EXTRACTED RECORDS -
::::::
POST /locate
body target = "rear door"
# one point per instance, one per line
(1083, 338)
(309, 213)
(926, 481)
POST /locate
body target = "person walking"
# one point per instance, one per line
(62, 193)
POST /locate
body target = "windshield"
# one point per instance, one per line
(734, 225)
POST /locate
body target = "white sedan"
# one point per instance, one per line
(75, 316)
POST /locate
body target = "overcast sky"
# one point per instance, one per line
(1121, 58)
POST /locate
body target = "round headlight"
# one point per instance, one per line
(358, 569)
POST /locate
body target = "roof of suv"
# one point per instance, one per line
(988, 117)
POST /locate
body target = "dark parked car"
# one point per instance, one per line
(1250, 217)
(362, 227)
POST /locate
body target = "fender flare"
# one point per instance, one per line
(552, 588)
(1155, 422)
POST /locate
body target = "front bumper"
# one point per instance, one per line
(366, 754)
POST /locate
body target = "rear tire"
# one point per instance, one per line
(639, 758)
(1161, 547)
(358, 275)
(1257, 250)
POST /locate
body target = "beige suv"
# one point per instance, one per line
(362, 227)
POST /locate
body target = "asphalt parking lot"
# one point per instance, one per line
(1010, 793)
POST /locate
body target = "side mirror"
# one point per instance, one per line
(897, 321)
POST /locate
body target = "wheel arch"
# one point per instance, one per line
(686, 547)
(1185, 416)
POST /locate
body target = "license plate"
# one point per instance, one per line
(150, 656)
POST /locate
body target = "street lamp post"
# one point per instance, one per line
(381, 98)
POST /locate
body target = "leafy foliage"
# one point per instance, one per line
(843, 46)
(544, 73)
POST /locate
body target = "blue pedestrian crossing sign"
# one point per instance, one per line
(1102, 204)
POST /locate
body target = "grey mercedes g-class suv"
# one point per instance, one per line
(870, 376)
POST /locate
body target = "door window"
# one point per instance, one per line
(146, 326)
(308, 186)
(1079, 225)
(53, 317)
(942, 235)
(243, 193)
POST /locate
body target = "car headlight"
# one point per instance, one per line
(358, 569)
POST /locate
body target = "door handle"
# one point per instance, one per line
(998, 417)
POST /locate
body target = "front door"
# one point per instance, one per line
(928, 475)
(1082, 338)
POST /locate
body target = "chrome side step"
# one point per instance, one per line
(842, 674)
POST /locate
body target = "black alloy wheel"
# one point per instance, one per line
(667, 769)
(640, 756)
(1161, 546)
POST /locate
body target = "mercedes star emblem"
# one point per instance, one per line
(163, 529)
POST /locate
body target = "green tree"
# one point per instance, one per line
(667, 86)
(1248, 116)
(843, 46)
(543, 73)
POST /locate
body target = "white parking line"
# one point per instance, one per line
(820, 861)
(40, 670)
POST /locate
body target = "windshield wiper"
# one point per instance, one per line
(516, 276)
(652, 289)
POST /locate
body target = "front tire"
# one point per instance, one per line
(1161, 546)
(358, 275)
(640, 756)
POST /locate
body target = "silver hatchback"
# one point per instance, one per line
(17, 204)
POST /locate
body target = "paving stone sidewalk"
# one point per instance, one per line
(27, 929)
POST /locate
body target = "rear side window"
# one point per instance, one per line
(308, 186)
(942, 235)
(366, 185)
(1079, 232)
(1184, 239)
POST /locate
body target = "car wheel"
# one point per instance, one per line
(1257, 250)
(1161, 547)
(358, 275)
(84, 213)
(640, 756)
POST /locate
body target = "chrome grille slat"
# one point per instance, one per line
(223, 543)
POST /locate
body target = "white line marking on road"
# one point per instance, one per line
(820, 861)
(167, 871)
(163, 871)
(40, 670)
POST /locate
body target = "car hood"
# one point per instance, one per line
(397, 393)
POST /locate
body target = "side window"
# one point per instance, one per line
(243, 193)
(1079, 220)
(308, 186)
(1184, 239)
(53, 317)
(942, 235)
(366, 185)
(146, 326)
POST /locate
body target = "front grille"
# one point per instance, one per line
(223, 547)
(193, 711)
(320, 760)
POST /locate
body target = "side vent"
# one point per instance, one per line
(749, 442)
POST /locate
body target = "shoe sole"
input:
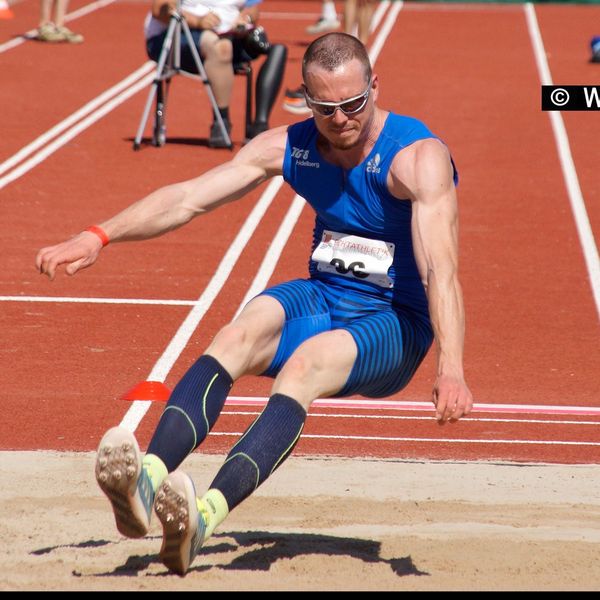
::::::
REQUIRED ACTION - An exact reprint of every record is required, with the pictures omitted.

SOLUTION -
POST /locate
body target = "rear door"
# one point per instance, one per line
(1083, 338)
(309, 213)
(926, 481)
POST /locate
body target = "person walking"
# one point per instance, one per line
(62, 193)
POST /locate
body target = "windshield"
# one point per instance, one per line
(734, 225)
POST /locate
body target = "white sedan"
# one point per instance, one per line
(75, 316)
POST /locate
body target = "overcast sky"
# one point per instance, one per line
(1121, 58)
POST /locate
body target = "round headlight"
# one point per instance, one per line
(358, 569)
POST /locate
body target = "roof of suv"
# one point per instance, one per line
(988, 117)
POST /locate
body target = "dark parked car"
# one point per instance, one per line
(1250, 217)
(362, 227)
POST /locate
body target = "fender flare"
# one point per instance, one per line
(552, 588)
(1155, 422)
POST /locate
body target = "front bumper"
# one point per instance, one per line
(366, 754)
POST /locate
body target = "rear tire"
# one point per instance, one per line
(639, 758)
(1161, 547)
(358, 275)
(1257, 250)
POST /locate
body target = "beige suv"
# one point per instance, one per line
(362, 227)
POST /locate
body target = "asphalt parking lot"
# one point per instance, one per line
(1010, 793)
POST /locate
body target = "side mirror"
# one point per instance, one per line
(897, 321)
POST /locate
body target = "wheel arch"
# one point per instance, one per line
(686, 547)
(1185, 416)
POST /locate
body target = "license plate"
# one point per instance, one per line
(150, 656)
POST /locate
body target = "street lamp post"
# one point per instance, one per line
(381, 98)
POST /locate
body target = "leafy foliage"
# one point per instance, one per line
(843, 46)
(544, 73)
POST /locate
body target = "blue pedestrian crossing sign"
# one point per instance, one per line
(1102, 204)
POST /locate
body target = "grey mercedes g-class suv"
# one point per instance, one per line
(870, 376)
POST /locate
body target = "door window"
# one point per instance, one per line
(146, 326)
(308, 186)
(1079, 225)
(53, 317)
(942, 235)
(243, 193)
POST /locate
body target = "car headlight"
# one point per instance, one per line
(358, 569)
POST /locate
body target = "door handle"
# one point per instance, one per line
(998, 417)
POST /locate
body target = "front door"
# one point per instance, one per line
(928, 475)
(1082, 338)
POST /locate
body target = "chrome side step"
# one point per instance, one per line
(842, 674)
POST /locate
body target = "black alloy wheel"
# one point per instance, one per line
(667, 769)
(640, 756)
(1161, 546)
POST /locate
body target = "mercedes star emblem"
# one point per instance, one per line
(163, 529)
POST /locate
body target = "green tree"
# one point per instance, one per line
(667, 86)
(1248, 116)
(843, 46)
(543, 73)
POST /locate
body target = "white parking line"
# one point per instance, one per line
(820, 861)
(40, 670)
POST /locate
body target = "windshield wiper"
# one point per instance, one per line
(516, 276)
(652, 289)
POST /locate
body target = "front tire"
# one point per instance, one per line
(1161, 546)
(358, 275)
(640, 756)
POST /locate
body target = "silver hatchback"
# one point per instance, one per line
(17, 204)
POST /locate
body target = "paving stone sidewalk"
# one point per instance, one per line
(27, 929)
POST /locate
body target = "rear side window"
# one point per instance, one per line
(308, 186)
(942, 235)
(366, 185)
(1079, 232)
(1184, 239)
POST /locate
body target = "car wheel"
# one point per instance, one per line
(1257, 250)
(1161, 547)
(358, 275)
(84, 213)
(640, 756)
POST /locate
body target = "chrome grille slat"
# one point per instance, one per line
(223, 543)
POST /locate
body target = "white line marking on road"
# one point per instance, one per line
(820, 861)
(167, 871)
(163, 871)
(40, 670)
POST /locate
body target = "car hood"
# one point per instance, one per line
(397, 393)
POST /locate
body target = "side window"
# one point per instance, one per line
(243, 193)
(1079, 220)
(308, 186)
(1184, 239)
(53, 317)
(942, 235)
(366, 185)
(146, 326)
POST /locate
body target = "front grille"
# one point per instance, one per line
(223, 547)
(193, 711)
(320, 760)
POST /locate
body target = "side vent"
# one point per instance, one per line
(749, 442)
POST /locate
body target = "shoe sole"
input:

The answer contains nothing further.